- **Aufgaben**
A – Beantworte zum Textauszug über den Mindestlohn diese Fragen:
(i) Wer trägt das wirtschaftliche Risiko, ob die bezahlten Arbeitskräfte auch eingesetzt werden können?
(ii) Warum ist eine spontane Beurlaubung nicht ohne weiteres möglich?
(iii) Welches Prinzip gilt bei Krankheit und an Feiertagen?
B – Schreib den Textauszug über den Mindestlohn zwischen „Zeiten mit geringem“ und „in voller Höhe.“ einschließlich neu und tausche dabei „wirtschaftliche Risiko“ gegen „finanzielle Risiko“ aus.
C – Setze den Textauszug über den Mindestlohn nach seinem letzten Satz fort.

- **Textauszug**

Keine Aufträge – das klassische unternehmerische Risiko

Zeiten mit geringem Arbeitsanfall gibt es überall, manchmal ist tatsächlich einfach nichts zu tun. Allerdings trägt der/die Arbeitgeber*in das wirtschaftliche Risiko, ob er die von ihm bezahlten Arbeitskräfte auch tatsächlich entsprechend einsetzen kann. Die Arbeitnehmer*innen behalten dann trotzdem ihren Anspruch auf Lohn, und zwar in voller Höhe.

Manche Arbeitgeber*innen versuchen sich zu behelfen, in dem sie die Arbeitnehmer*innen nach Hause schicken und die nicht gearbeiteten Stunden vom Arbeitszeitkonto abziehen. Hierauf muss sich der/die Arbeitnehmer*in nicht einlassen. Auch eine spontane Beurlaubung ist nicht ohne weiteres möglich, da bei der Urlaubsgewährung die Wünsche des/der Arbeitnehmer*in zu berücksichtigen sind.

Der Anspruch auf Mindestlohn besteht also in voller Höhe auch dann, wenn der/die Arbeitgeber*in den/die Arbeitnehmer*in aufgrund fehlender Arbeit nicht beschäftigen kann. 

Krankheit, Urlaub, Feiertag – Fälle der Entgeltfortzahlung

Gleiches gilt, wenn der Lohn aufgrund von Krankheit, Urlaub oder an Feiertagen weiter gezahlt wird, wobei sich der Anspruch dann aus dem Entgeltfortzahlungsgesetz oder dem Bundesurlaubsgesetz ergibt. Das Mindestlohngesetz sagt dies zwar nicht ausdrücklich, es ergibt sich aber aus den allgemeinen Regeln.

Bei Krankheit und an Feiertagen gilt das Lohnausfallprinzip, so dass der/die Arbeitnehmer*in den Lohn erhalten muss, den sie/er erhalten hätte, wenn sie/er tatsächlich gearbeitet hätte. Da dies mindestens der Mindestlohn ist, kann die Entgeltfortzahlung nicht geringer ausfallen.

- **Gezeigtes Material**
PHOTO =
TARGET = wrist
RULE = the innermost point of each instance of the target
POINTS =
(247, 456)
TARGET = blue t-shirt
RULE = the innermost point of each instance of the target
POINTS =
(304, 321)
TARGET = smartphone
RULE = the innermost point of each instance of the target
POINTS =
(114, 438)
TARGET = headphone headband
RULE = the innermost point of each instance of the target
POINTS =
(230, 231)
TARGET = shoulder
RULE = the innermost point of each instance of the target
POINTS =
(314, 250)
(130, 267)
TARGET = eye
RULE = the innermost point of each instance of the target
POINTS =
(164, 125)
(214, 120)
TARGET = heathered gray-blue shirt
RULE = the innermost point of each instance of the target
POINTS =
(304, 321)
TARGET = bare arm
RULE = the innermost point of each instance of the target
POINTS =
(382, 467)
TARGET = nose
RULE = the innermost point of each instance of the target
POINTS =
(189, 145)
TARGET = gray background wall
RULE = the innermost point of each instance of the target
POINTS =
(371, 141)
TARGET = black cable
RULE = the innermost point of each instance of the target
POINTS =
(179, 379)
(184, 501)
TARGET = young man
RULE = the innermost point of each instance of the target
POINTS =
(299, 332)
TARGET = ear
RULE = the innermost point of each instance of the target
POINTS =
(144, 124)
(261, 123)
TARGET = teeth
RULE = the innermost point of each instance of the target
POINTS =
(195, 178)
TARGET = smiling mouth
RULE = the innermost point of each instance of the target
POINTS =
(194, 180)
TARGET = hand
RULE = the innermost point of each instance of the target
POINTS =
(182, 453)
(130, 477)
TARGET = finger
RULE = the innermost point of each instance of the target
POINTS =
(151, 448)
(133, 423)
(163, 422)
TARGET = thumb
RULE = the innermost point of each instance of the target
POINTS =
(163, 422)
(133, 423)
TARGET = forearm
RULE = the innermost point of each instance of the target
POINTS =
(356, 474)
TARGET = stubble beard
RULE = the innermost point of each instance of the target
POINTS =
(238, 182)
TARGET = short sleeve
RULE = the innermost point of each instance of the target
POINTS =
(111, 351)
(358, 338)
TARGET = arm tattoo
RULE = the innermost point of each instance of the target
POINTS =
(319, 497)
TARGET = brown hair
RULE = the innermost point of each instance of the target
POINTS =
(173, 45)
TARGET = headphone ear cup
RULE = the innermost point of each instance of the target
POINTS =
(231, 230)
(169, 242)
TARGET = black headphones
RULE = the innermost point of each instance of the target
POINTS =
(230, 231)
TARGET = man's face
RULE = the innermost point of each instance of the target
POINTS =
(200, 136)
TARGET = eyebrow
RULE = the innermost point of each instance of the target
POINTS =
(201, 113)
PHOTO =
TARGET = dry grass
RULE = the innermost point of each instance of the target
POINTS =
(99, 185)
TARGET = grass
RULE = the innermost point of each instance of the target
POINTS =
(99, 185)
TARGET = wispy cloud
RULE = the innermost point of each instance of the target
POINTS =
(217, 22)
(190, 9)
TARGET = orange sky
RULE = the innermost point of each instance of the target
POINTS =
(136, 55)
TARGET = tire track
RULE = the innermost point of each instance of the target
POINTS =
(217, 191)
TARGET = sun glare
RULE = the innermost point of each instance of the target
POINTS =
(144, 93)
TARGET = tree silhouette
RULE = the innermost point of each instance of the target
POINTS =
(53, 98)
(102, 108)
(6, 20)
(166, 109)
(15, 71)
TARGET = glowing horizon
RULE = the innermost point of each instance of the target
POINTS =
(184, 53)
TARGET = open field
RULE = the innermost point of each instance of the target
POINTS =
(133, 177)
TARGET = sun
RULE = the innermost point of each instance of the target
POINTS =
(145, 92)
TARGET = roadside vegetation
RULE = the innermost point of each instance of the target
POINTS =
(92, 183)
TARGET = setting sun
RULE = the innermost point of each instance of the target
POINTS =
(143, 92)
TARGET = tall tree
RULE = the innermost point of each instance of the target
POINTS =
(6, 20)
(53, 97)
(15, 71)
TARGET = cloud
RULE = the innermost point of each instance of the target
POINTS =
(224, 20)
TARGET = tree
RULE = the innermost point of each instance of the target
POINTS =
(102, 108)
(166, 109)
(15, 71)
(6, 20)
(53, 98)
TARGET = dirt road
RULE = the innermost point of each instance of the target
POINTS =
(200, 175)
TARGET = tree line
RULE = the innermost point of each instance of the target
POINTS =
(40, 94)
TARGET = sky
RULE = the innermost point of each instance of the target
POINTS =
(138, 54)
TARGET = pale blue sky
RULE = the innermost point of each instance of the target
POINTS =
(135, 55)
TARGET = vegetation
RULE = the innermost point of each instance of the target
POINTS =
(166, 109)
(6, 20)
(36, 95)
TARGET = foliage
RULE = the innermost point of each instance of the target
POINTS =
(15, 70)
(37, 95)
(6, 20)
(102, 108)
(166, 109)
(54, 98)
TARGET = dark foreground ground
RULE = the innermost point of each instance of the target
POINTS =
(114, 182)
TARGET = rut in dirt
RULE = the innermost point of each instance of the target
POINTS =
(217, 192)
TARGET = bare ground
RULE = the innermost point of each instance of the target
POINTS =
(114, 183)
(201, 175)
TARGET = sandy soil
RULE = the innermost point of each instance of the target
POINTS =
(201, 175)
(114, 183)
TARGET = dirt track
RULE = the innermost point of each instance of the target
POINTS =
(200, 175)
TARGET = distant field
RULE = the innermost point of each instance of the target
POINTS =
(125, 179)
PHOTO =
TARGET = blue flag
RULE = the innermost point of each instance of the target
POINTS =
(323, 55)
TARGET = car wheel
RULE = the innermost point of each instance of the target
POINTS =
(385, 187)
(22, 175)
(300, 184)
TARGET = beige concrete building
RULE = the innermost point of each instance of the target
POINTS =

- **Lösungen**
A –
(i) Der/die Arbeitgeber*in.
(ii) Bei der Urlaubsgewährung sind die Wünsche des/der Arbeitnehmer*in zu berücksichtigen.
(iii) Das Lohnausfallprinzip.

B –
Zeiten mit geringem Arbeitsanfall gibt es überall, manchmal ist tatsächlich einfach nichts zu tun. Allerdings trägt der/die Arbeitgeber*in das finanzielle Risiko, ob er die von ihm bezahlten Arbeitskräfte auch tatsächlich entsprechend einsetzen kann. Die Arbeitnehmer*innen behalten dann trotzdem ihren Anspruch auf Lohn, und zwar in voller Höhe.

C –
Bei der Berechnung des Urlaubsgeldes nach den gesetzlichen Regeln hat der/die Arbeitnehmer*in Anspruch auf den durchschnittlichen Lohn der dem Urlaub vorangegangenen 13 Wochen. Da dieser Durchschnitt ebenfalls nicht unter einem Stundenlohn von 8,50 € liegen kann, ist auch das Urlaubsentgelt wenigstens in Höhe des Mindestlohnes zu zahlen.

Akkord und andere Stückzahlvorgaben – was, wenn die Zeit nicht reicht?

Da man also nicht darum herum kommt, einen Stundenlohn von 8,50 € zu zahlen, kommen manche Arbeitgeber*innen auf die Idee, diese Stunden einfach zu verdichten, so dass in dieser Stunde einfach mehr geleistet werden muss. 

Praktisch wird dies durch eine Erhöhung der Vorgaben erreicht. Der /die Arbeitnehmer*in bekommt gesagt, er/sie habe in einer Stunde so viele Zimmer mehr zu reinigen, Werbeflyer zu verteilen, Pflegebedürftige zu versorgen. Und wenn die Zeit nicht ausreicht? Pech gehabt, wer die Vorgaben nicht erfüllt, muss halt unbezahlte Überstunden machen.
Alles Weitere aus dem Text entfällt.